* _Provided text_:
*****

Posted: March 15, 2008 12:38 a.m.
Updated: May 16, 2008 5:03 a.m.
Every week, Marcie McCain joins other moms from Santa Clarita

Christian School in an hour-long prayer session.

The handful of women pray for their kids, students in need, teachers, administrators and even the district as a whole.

They take a moment to silently confess their sins. And then they give thanks for the blessings in their lives.

But McCain, the group leader for Santa Clarita Christian, is just one of thousands of moms around the world who prays every so often through Moms in Touch, an international ministry of mothers with the goal to pray for kids of all ages attending all sorts of schools.

Moms in Touch was initially brought to the Santa Clarita Valley in the late 1980s by Sharon Givens, according to Gaylynn Kellogg, the valley's current contact person for Moms in Touch.

Although Givens has since moved away from Santa Clarita, Kellogg said Moms in Touch groups have continued to form even as new schools have opened.

She estimates that out of the 51 public schools, 31 have Moms in Touch groups that meet on a regular basis.

That number, however, does not include Santa Clarita Christian, a private school, or the college age group. Additionally, Kellogg, who also serves as a group leader for Saugus High School's Moms in Touch, said there is also a group of grandmothers who pray for local students, as well.

As for how many local moms are part of the organization, Kellogg replied, "I would say that 150 moms is not exaggerating."

That figure is a rough estimate as Kellogg explains that membership shifts as students graduate from school.

But numbers aside, Kellogg said that it only takes two moms who believe in the power of prayer to form a group.

Because the majority of schools in the Santa Clarita Valley are public, Moms in Touch groups pray off school grounds in the homes of members or local churches.

One exception is Santa Clarita Christian, whose group is able to meet on campus.

*****

* _Given request A_:
How many lines in the entries contain the word "forest"? Matching is case-sensitive, so give only the number.
The newspaper story and the entries have nothing to do with each other.

*****

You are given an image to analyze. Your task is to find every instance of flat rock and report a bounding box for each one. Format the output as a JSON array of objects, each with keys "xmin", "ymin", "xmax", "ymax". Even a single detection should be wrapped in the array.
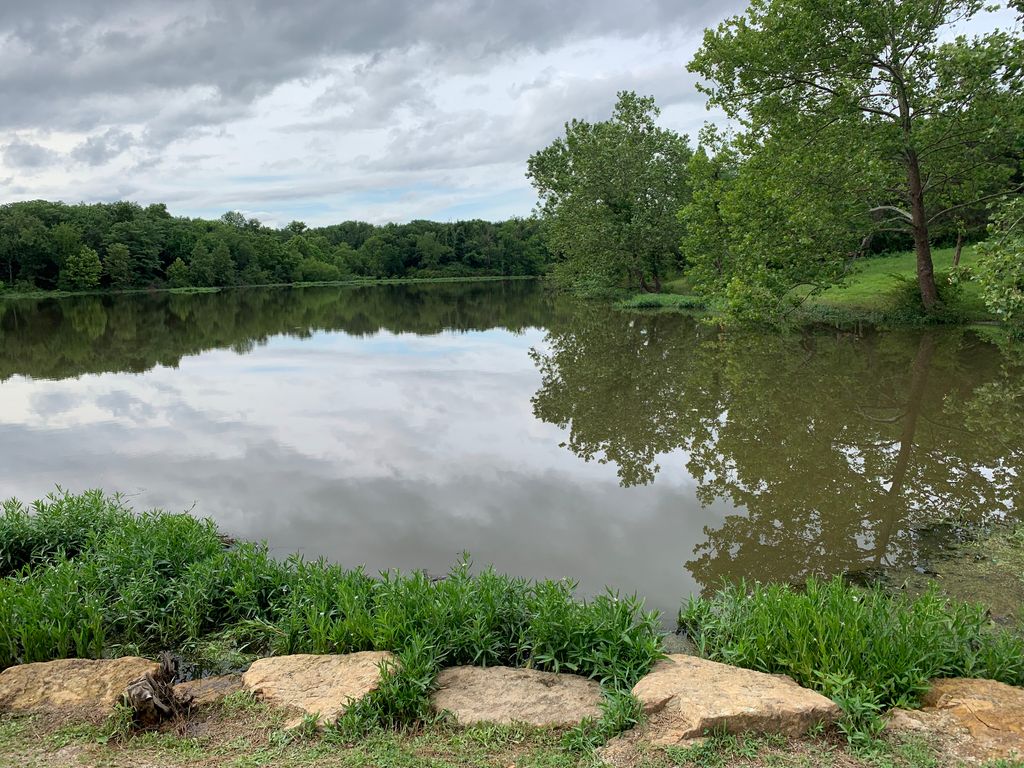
[
  {"xmin": 633, "ymin": 654, "xmax": 840, "ymax": 745},
  {"xmin": 431, "ymin": 667, "xmax": 602, "ymax": 727},
  {"xmin": 174, "ymin": 675, "xmax": 245, "ymax": 707},
  {"xmin": 0, "ymin": 656, "xmax": 160, "ymax": 719},
  {"xmin": 889, "ymin": 678, "xmax": 1024, "ymax": 762},
  {"xmin": 242, "ymin": 650, "xmax": 394, "ymax": 728}
]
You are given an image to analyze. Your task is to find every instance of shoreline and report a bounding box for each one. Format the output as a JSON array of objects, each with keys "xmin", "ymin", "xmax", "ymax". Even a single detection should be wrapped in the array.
[{"xmin": 0, "ymin": 274, "xmax": 544, "ymax": 301}]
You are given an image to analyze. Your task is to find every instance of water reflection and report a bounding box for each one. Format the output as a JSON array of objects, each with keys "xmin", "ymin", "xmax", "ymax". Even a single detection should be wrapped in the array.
[
  {"xmin": 0, "ymin": 283, "xmax": 1024, "ymax": 611},
  {"xmin": 534, "ymin": 312, "xmax": 1024, "ymax": 587}
]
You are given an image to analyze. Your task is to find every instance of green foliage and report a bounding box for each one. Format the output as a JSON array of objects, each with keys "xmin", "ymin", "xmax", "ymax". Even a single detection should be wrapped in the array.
[
  {"xmin": 889, "ymin": 272, "xmax": 965, "ymax": 325},
  {"xmin": 103, "ymin": 243, "xmax": 133, "ymax": 289},
  {"xmin": 60, "ymin": 246, "xmax": 103, "ymax": 291},
  {"xmin": 683, "ymin": 0, "xmax": 1024, "ymax": 322},
  {"xmin": 679, "ymin": 577, "xmax": 1024, "ymax": 740},
  {"xmin": 167, "ymin": 257, "xmax": 190, "ymax": 288},
  {"xmin": 0, "ymin": 492, "xmax": 660, "ymax": 732},
  {"xmin": 974, "ymin": 198, "xmax": 1024, "ymax": 334},
  {"xmin": 527, "ymin": 91, "xmax": 690, "ymax": 296},
  {"xmin": 0, "ymin": 201, "xmax": 550, "ymax": 293}
]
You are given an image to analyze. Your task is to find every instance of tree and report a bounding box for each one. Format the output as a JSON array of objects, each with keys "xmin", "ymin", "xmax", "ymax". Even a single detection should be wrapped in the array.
[
  {"xmin": 103, "ymin": 243, "xmax": 132, "ymax": 289},
  {"xmin": 167, "ymin": 259, "xmax": 191, "ymax": 288},
  {"xmin": 527, "ymin": 91, "xmax": 690, "ymax": 292},
  {"xmin": 60, "ymin": 246, "xmax": 103, "ymax": 291},
  {"xmin": 975, "ymin": 198, "xmax": 1024, "ymax": 334},
  {"xmin": 188, "ymin": 243, "xmax": 234, "ymax": 287},
  {"xmin": 690, "ymin": 0, "xmax": 1022, "ymax": 309}
]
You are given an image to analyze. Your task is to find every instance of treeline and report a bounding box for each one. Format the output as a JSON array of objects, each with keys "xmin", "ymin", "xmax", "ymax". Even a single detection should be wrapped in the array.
[
  {"xmin": 0, "ymin": 201, "xmax": 549, "ymax": 292},
  {"xmin": 0, "ymin": 280, "xmax": 571, "ymax": 382},
  {"xmin": 528, "ymin": 0, "xmax": 1024, "ymax": 330}
]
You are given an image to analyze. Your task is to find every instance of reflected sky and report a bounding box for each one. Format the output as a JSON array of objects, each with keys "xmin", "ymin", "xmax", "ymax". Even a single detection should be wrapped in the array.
[
  {"xmin": 0, "ymin": 329, "xmax": 731, "ymax": 612},
  {"xmin": 0, "ymin": 283, "xmax": 1024, "ymax": 615}
]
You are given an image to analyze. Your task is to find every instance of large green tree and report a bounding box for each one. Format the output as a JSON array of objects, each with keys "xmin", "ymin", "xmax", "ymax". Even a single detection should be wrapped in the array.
[
  {"xmin": 527, "ymin": 91, "xmax": 690, "ymax": 291},
  {"xmin": 690, "ymin": 0, "xmax": 1024, "ymax": 309}
]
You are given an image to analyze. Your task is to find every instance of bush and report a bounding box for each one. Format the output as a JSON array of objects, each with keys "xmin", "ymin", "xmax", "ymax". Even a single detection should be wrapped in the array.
[
  {"xmin": 890, "ymin": 271, "xmax": 965, "ymax": 323},
  {"xmin": 975, "ymin": 198, "xmax": 1024, "ymax": 334},
  {"xmin": 0, "ymin": 492, "xmax": 662, "ymax": 733},
  {"xmin": 679, "ymin": 578, "xmax": 1024, "ymax": 734}
]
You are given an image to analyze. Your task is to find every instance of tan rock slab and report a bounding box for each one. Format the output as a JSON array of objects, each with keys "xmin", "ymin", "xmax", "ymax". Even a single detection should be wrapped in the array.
[
  {"xmin": 0, "ymin": 656, "xmax": 160, "ymax": 719},
  {"xmin": 431, "ymin": 667, "xmax": 602, "ymax": 727},
  {"xmin": 922, "ymin": 678, "xmax": 1024, "ymax": 760},
  {"xmin": 633, "ymin": 654, "xmax": 840, "ymax": 745},
  {"xmin": 174, "ymin": 675, "xmax": 245, "ymax": 707},
  {"xmin": 242, "ymin": 651, "xmax": 394, "ymax": 728}
]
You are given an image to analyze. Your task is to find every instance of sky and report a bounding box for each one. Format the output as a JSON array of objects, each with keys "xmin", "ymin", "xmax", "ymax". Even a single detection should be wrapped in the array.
[{"xmin": 0, "ymin": 0, "xmax": 1009, "ymax": 226}]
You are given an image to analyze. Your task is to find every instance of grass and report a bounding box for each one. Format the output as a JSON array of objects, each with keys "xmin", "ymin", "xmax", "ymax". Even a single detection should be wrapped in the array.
[
  {"xmin": 615, "ymin": 246, "xmax": 995, "ymax": 326},
  {"xmin": 0, "ymin": 698, "xmax": 1003, "ymax": 768},
  {"xmin": 679, "ymin": 578, "xmax": 1024, "ymax": 742},
  {"xmin": 0, "ymin": 492, "xmax": 662, "ymax": 736}
]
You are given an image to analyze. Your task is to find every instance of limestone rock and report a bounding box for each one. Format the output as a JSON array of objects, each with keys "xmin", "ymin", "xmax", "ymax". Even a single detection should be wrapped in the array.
[
  {"xmin": 633, "ymin": 654, "xmax": 840, "ymax": 744},
  {"xmin": 0, "ymin": 656, "xmax": 160, "ymax": 719},
  {"xmin": 242, "ymin": 651, "xmax": 394, "ymax": 728},
  {"xmin": 174, "ymin": 675, "xmax": 244, "ymax": 707},
  {"xmin": 431, "ymin": 667, "xmax": 602, "ymax": 726},
  {"xmin": 922, "ymin": 678, "xmax": 1024, "ymax": 760}
]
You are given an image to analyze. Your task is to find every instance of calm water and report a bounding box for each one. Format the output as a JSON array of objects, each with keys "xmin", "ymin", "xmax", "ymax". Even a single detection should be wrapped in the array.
[{"xmin": 0, "ymin": 283, "xmax": 1024, "ymax": 611}]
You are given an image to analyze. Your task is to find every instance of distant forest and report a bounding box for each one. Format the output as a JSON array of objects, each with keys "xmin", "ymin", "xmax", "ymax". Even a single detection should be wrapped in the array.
[{"xmin": 0, "ymin": 201, "xmax": 550, "ymax": 291}]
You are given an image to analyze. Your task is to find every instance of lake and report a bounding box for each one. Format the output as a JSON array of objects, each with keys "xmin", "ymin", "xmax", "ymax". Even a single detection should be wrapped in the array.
[{"xmin": 0, "ymin": 282, "xmax": 1024, "ymax": 614}]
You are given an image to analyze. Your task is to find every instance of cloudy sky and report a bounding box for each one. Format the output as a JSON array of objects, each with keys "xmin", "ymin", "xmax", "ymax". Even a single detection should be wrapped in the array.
[{"xmin": 0, "ymin": 0, "xmax": 1019, "ymax": 225}]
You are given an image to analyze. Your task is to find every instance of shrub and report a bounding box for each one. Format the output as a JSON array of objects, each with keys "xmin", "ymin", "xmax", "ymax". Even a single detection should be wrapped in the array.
[
  {"xmin": 679, "ymin": 578, "xmax": 1024, "ymax": 733},
  {"xmin": 975, "ymin": 198, "xmax": 1024, "ymax": 334}
]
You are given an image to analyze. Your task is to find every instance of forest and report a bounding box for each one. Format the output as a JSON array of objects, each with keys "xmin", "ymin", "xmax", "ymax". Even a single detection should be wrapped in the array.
[
  {"xmin": 0, "ymin": 201, "xmax": 549, "ymax": 293},
  {"xmin": 527, "ymin": 0, "xmax": 1024, "ymax": 326}
]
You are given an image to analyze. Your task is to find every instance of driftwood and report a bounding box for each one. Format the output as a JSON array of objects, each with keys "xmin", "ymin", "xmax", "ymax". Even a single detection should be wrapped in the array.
[{"xmin": 121, "ymin": 651, "xmax": 191, "ymax": 728}]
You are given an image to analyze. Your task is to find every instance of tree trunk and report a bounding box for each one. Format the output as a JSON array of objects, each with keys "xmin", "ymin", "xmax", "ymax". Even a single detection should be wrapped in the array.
[{"xmin": 906, "ymin": 147, "xmax": 939, "ymax": 311}]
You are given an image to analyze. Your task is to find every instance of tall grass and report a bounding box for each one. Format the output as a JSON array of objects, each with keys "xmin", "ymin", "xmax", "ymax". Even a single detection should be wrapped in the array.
[
  {"xmin": 0, "ymin": 492, "xmax": 662, "ymax": 741},
  {"xmin": 679, "ymin": 578, "xmax": 1024, "ymax": 736}
]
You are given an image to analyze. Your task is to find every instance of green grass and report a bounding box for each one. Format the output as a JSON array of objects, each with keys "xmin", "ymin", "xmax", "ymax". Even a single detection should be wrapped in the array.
[
  {"xmin": 614, "ymin": 246, "xmax": 995, "ymax": 326},
  {"xmin": 811, "ymin": 246, "xmax": 991, "ymax": 319},
  {"xmin": 0, "ymin": 492, "xmax": 663, "ymax": 734},
  {"xmin": 679, "ymin": 578, "xmax": 1024, "ymax": 741}
]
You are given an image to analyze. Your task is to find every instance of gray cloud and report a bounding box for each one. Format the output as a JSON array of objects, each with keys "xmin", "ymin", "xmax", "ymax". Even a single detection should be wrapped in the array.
[
  {"xmin": 2, "ymin": 138, "xmax": 60, "ymax": 170},
  {"xmin": 71, "ymin": 128, "xmax": 135, "ymax": 166}
]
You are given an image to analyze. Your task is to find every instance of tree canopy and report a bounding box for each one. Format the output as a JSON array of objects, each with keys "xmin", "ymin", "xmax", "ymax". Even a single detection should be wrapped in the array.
[
  {"xmin": 0, "ymin": 201, "xmax": 549, "ymax": 290},
  {"xmin": 527, "ymin": 91, "xmax": 690, "ymax": 292},
  {"xmin": 690, "ymin": 0, "xmax": 1024, "ymax": 308}
]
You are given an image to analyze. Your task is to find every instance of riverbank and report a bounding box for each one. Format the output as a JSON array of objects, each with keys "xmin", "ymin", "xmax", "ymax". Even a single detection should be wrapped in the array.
[
  {"xmin": 615, "ymin": 246, "xmax": 997, "ymax": 327},
  {"xmin": 0, "ymin": 274, "xmax": 541, "ymax": 301},
  {"xmin": 0, "ymin": 492, "xmax": 1024, "ymax": 766}
]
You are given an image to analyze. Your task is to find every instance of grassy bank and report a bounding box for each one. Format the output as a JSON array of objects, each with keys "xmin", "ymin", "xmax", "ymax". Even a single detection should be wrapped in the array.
[
  {"xmin": 0, "ymin": 492, "xmax": 660, "ymax": 740},
  {"xmin": 0, "ymin": 492, "xmax": 1024, "ymax": 765},
  {"xmin": 0, "ymin": 708, "xmax": 966, "ymax": 768},
  {"xmin": 615, "ymin": 247, "xmax": 995, "ymax": 326},
  {"xmin": 0, "ymin": 274, "xmax": 539, "ymax": 301}
]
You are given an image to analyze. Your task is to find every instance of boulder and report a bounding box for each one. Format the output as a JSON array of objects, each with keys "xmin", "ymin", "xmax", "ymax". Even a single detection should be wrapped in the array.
[
  {"xmin": 0, "ymin": 656, "xmax": 160, "ymax": 719},
  {"xmin": 242, "ymin": 651, "xmax": 394, "ymax": 728},
  {"xmin": 633, "ymin": 654, "xmax": 840, "ymax": 745},
  {"xmin": 431, "ymin": 667, "xmax": 602, "ymax": 726},
  {"xmin": 889, "ymin": 678, "xmax": 1024, "ymax": 762},
  {"xmin": 174, "ymin": 675, "xmax": 244, "ymax": 707}
]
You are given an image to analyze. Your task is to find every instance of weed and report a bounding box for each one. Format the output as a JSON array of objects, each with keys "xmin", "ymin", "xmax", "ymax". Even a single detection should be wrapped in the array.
[{"xmin": 679, "ymin": 578, "xmax": 1024, "ymax": 742}]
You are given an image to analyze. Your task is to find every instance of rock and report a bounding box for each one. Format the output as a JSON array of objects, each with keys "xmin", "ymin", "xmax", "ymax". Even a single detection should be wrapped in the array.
[
  {"xmin": 922, "ymin": 678, "xmax": 1024, "ymax": 760},
  {"xmin": 633, "ymin": 654, "xmax": 840, "ymax": 744},
  {"xmin": 0, "ymin": 656, "xmax": 160, "ymax": 719},
  {"xmin": 174, "ymin": 675, "xmax": 244, "ymax": 707},
  {"xmin": 242, "ymin": 651, "xmax": 394, "ymax": 728},
  {"xmin": 431, "ymin": 667, "xmax": 602, "ymax": 726}
]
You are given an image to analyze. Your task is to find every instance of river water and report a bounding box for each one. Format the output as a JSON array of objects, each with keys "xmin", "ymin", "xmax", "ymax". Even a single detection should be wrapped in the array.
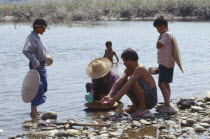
[{"xmin": 0, "ymin": 21, "xmax": 210, "ymax": 138}]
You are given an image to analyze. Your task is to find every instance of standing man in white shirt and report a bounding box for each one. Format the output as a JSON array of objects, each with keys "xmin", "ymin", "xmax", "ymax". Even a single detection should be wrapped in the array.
[
  {"xmin": 153, "ymin": 16, "xmax": 175, "ymax": 112},
  {"xmin": 23, "ymin": 18, "xmax": 47, "ymax": 118}
]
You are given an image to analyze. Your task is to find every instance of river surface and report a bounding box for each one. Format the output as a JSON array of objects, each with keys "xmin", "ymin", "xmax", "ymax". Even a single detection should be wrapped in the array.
[{"xmin": 0, "ymin": 21, "xmax": 210, "ymax": 138}]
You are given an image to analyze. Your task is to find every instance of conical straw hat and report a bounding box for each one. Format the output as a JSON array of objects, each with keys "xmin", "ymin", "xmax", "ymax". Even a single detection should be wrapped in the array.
[
  {"xmin": 21, "ymin": 69, "xmax": 40, "ymax": 103},
  {"xmin": 86, "ymin": 58, "xmax": 112, "ymax": 79},
  {"xmin": 45, "ymin": 55, "xmax": 53, "ymax": 66}
]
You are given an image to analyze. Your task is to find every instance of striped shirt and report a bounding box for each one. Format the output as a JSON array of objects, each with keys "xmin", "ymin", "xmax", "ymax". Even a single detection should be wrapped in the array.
[{"xmin": 23, "ymin": 31, "xmax": 46, "ymax": 68}]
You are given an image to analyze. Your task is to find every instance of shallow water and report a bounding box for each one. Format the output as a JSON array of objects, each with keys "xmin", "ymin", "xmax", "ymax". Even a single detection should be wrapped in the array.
[{"xmin": 0, "ymin": 22, "xmax": 210, "ymax": 138}]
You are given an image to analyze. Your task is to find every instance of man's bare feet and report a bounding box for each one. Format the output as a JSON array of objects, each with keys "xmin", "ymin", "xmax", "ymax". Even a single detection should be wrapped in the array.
[
  {"xmin": 124, "ymin": 105, "xmax": 137, "ymax": 114},
  {"xmin": 30, "ymin": 112, "xmax": 39, "ymax": 119},
  {"xmin": 131, "ymin": 108, "xmax": 148, "ymax": 118}
]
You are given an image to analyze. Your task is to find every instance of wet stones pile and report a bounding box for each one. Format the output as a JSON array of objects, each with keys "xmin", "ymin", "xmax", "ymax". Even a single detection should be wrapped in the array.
[{"xmin": 6, "ymin": 92, "xmax": 210, "ymax": 139}]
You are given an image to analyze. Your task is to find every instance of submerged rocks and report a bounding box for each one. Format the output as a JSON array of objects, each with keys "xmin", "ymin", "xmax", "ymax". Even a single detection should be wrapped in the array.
[
  {"xmin": 106, "ymin": 111, "xmax": 118, "ymax": 117},
  {"xmin": 141, "ymin": 112, "xmax": 156, "ymax": 120},
  {"xmin": 0, "ymin": 129, "xmax": 4, "ymax": 135},
  {"xmin": 177, "ymin": 99, "xmax": 195, "ymax": 110},
  {"xmin": 67, "ymin": 129, "xmax": 80, "ymax": 136},
  {"xmin": 42, "ymin": 111, "xmax": 57, "ymax": 120},
  {"xmin": 194, "ymin": 125, "xmax": 205, "ymax": 132},
  {"xmin": 191, "ymin": 106, "xmax": 203, "ymax": 112},
  {"xmin": 202, "ymin": 118, "xmax": 210, "ymax": 124}
]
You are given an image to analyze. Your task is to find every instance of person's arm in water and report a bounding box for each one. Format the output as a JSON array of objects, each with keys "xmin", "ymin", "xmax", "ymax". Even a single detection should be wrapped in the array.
[
  {"xmin": 103, "ymin": 50, "xmax": 106, "ymax": 58},
  {"xmin": 103, "ymin": 67, "xmax": 142, "ymax": 106},
  {"xmin": 156, "ymin": 34, "xmax": 164, "ymax": 49},
  {"xmin": 101, "ymin": 73, "xmax": 128, "ymax": 104},
  {"xmin": 114, "ymin": 52, "xmax": 119, "ymax": 64},
  {"xmin": 23, "ymin": 37, "xmax": 40, "ymax": 69}
]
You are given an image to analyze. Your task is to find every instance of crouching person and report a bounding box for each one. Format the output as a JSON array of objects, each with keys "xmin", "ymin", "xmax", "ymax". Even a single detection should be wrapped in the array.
[
  {"xmin": 86, "ymin": 58, "xmax": 119, "ymax": 101},
  {"xmin": 101, "ymin": 48, "xmax": 157, "ymax": 118}
]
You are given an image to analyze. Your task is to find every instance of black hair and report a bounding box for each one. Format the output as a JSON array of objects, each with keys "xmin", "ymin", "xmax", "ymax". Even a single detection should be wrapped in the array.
[
  {"xmin": 153, "ymin": 16, "xmax": 168, "ymax": 28},
  {"xmin": 105, "ymin": 41, "xmax": 112, "ymax": 46},
  {"xmin": 121, "ymin": 48, "xmax": 139, "ymax": 61}
]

*****

* _Given request B_:
Go on with the story about Moms in Touch in the Santa Clarita Valley, picking up right after its final sentence.

* _Answer A_:
2

* _Answer B_:
"We don't solicit ourselves to the school," Lisa Detres, group leader for Agua Dulce's Vasquez High School group said, noting there is a line of separation that the group maintains.

Although the group does not meet on the campuses of public schools, Moms in Touch will leave little gifts and cards for teachers and administrators to show their support for the schools.

Bill Bolde, principal of Saugus High School, said that Moms in Touch has been praying for Saugus students for as long as he's been principal.

He remains appreciative of the support that Moms in Touch gives to the school.

"They let us know through little cards and notes that they are praying," he said.

All the meetings are held according to a structure put forth by Fern Nichols, the founder of Moms in Touch, based in Poway, Calif, and the Moms in Touch booklet.

McCain said they will start out with a praise before making time for silent confessions. This is followed by a thanksgiving time.

From there, McCain said they will start praying out loud for each specific child, often their own youngster.

Along with a general prayer for the well-being of the child, the moms will pray that the students do well on any upcoming tests and projects.

Depending on the week, prayers will also be said for teachers and administrators.

The hour also includes reading scriptures from the Bible as a way to draw inspiration.

Because many of the prayers are personal, the group leaders said that the discussions within sessions are confidential.

"It is a safe place to share concerns," Kellogg said.

Power of prayer
As simple as saying a prayer can be, McCain and the other group leaders believe that being part of Moms in Touch has made a difference in her kids.

"My kids have never done better in school than when I've been praying for them every week," said McCain, who has been part of Moms in Touch for around six years.

With prayer, she feels better being able to hand over her kids to God every week.

"It just gives me a sense of peace each week," McCain said.

Detres echoed McCain's thoughts: "We've seen some tremendous results in the lives of the students."

Kellogg also agreed.

"I see how God is working in the lives of my kids," she said.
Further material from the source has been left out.